## Start

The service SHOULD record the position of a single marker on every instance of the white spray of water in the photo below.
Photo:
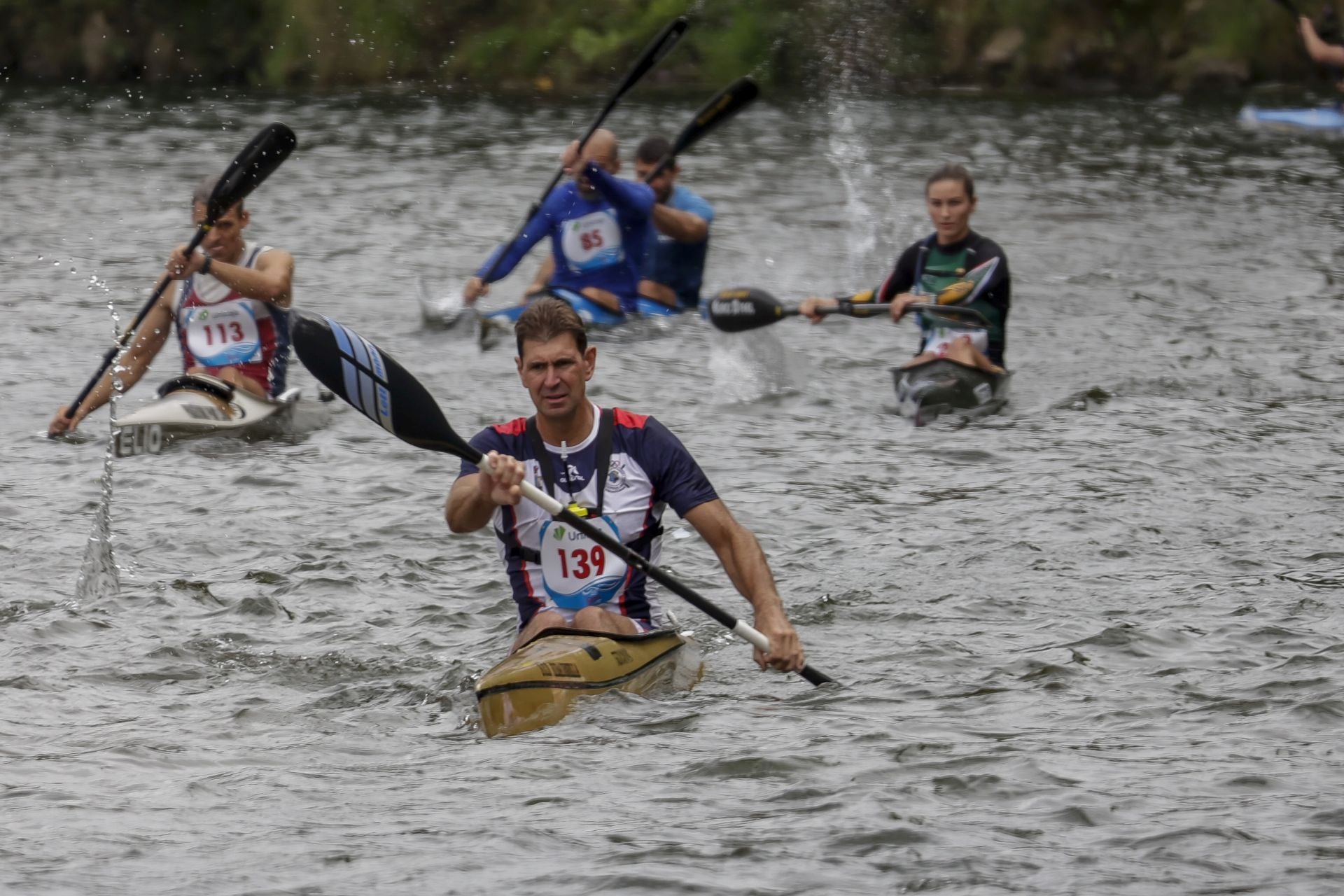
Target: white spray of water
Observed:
(99, 573)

## End

» Given instruction: Reproduce the text of every row verbatim, omitting the pictures from your output.

» Task response:
The service SHOULD record the position of a single marker on every instance of the white spray of water in the photo below.
Photo:
Target: white spray of water
Observed:
(99, 573)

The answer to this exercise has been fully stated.